***** Data for review

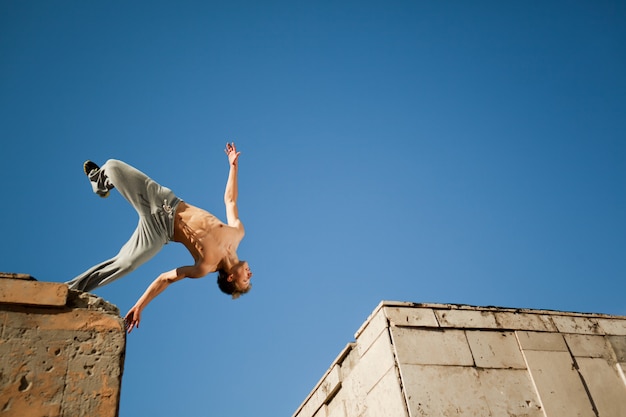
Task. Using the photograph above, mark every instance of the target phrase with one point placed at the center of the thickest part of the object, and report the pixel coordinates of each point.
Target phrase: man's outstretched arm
(133, 317)
(231, 193)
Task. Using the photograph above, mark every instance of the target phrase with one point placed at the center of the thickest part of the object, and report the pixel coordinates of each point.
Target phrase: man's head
(235, 281)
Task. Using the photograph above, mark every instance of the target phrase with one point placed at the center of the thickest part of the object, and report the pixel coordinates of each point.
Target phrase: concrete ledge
(19, 290)
(61, 351)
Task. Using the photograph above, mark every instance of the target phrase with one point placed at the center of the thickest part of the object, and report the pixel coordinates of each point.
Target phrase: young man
(163, 217)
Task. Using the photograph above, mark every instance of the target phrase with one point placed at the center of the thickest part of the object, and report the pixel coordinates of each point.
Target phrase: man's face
(241, 277)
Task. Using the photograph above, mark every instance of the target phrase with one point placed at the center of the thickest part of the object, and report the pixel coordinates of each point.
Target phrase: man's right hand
(132, 319)
(232, 153)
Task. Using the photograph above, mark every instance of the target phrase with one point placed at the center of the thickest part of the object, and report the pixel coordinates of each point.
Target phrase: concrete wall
(61, 351)
(418, 360)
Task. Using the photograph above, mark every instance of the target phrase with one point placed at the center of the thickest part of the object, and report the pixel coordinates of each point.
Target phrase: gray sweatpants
(156, 206)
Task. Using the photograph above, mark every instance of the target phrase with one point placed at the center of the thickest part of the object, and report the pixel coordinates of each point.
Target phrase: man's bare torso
(211, 242)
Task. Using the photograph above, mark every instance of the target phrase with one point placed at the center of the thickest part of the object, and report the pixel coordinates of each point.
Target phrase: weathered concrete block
(524, 321)
(375, 363)
(444, 391)
(579, 325)
(385, 399)
(509, 392)
(605, 385)
(426, 347)
(612, 326)
(412, 317)
(618, 344)
(541, 341)
(370, 332)
(590, 346)
(558, 384)
(59, 360)
(480, 361)
(467, 319)
(495, 349)
(19, 291)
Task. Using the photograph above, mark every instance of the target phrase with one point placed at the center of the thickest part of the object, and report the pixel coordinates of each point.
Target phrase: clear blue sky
(448, 152)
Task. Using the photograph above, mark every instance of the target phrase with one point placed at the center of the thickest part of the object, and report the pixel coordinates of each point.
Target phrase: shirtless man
(164, 217)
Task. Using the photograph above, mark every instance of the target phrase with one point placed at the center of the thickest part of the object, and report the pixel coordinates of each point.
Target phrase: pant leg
(141, 247)
(154, 204)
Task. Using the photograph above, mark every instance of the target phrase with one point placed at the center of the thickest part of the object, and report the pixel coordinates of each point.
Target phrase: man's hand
(232, 153)
(132, 319)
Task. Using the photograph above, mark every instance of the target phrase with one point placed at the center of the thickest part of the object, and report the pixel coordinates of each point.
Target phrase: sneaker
(91, 169)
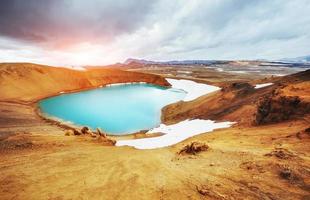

**********

### Exercise description
Every record above must be copied exactly; none of the pictures belong in the copy.

### Answer box
Task. Using the photograph above, mark every instance of the target phrase with one point placed at the center of the thickest part of the object, and report the pixel coordinates of each point.
Target phrase: man's outstretched arm
(133, 317)
(231, 193)
Task. Using the photograph above, mark every instance of the target phrase with one point placed at the center of the thickest part of the object, and report the pixel coordinates of each point.
Target phrase: man's head
(235, 281)
Task. Using the photograph above, mark every instance of the target phrase with one point placed at the center of the thickest part of the object, and report the pixel coordinates of each point.
Target phrase: concrete ledge
(19, 290)
(61, 351)
Task. Using the photograph above, mark every instance of the target phrase with one point placed at the center of the thickest part of the object, and report the pixel coordinates of each point.
Target phrase: young man
(163, 217)
Task. Using the photograph above, mark every instance of the target phrase with one point placed at the center of the thickest part of the object, and report the pixel coordinates of each point.
Target phrase: man's face
(241, 277)
Task. Using the photograph above, mark every instance of the target phrase with one point placed at the center of the thickest part of the object, and report the pixel coordinates of each point.
Target phrase: man's right hand
(132, 319)
(232, 153)
Task. Using the photograph above, mark every instance of the target phrase with one point placed at the center of the thickest part of the object, and report the pixel coordinates of each point.
Target phrase: concrete wall
(61, 351)
(418, 360)
Task. Using the photograph above, mark every instance of the target phrase with one point placed at the center of the thickest part of the object, and report the pixel coordinates of each point.
Target phrase: gray sweatpants
(156, 206)
Task. Using the photograph above, mark every instance of the target phrase with one point placed at the center of the thickest part of the object, and report the pixel coordinates of each point.
Target phrase: man's bare torso
(211, 242)
Task. Using the photograph above, mark every instance of the target phrase with one point placed at the center of the thickest part of the object, and report the pixel coordinates of each point.
Target phrase: weathered concrete block
(524, 321)
(375, 363)
(444, 391)
(579, 325)
(385, 399)
(509, 392)
(605, 385)
(426, 347)
(612, 326)
(412, 317)
(618, 344)
(541, 341)
(370, 332)
(590, 346)
(558, 384)
(59, 360)
(480, 361)
(467, 319)
(495, 349)
(19, 291)
Task. Using the photograph above, mark every instance of the target phrase with one point placed at the center of the thickest part of the object, and report the pixel coordinates of each point.
Target phrase: clear blue sky
(448, 152)
Task. Using the photograph above, mark every instance of the target phrase with one point placed at the center of the thickest part of the object, and report the pixel coordinates of each point.
Target phrase: shirtless man
(164, 217)
Task. Using the photograph above, mark every instance of the target phrase with one point placed at the center of the thickest part of the object, and report the pixel coordinates of each point.
Target phrase: pant leg
(141, 247)
(154, 204)
Task. Using the photograph above, mark every instance of the target phrase with one point placed at the center of the thickest part of the object, and report the pixel coordinates of each point.
Target phrase: man's hand
(232, 153)
(132, 319)
Task. Using the photograph above, mark every instance of the target phrase with one point placed at the center of the thickest part of the object, and report the pixel coordinates of each point.
Target phrase: sneaker
(91, 169)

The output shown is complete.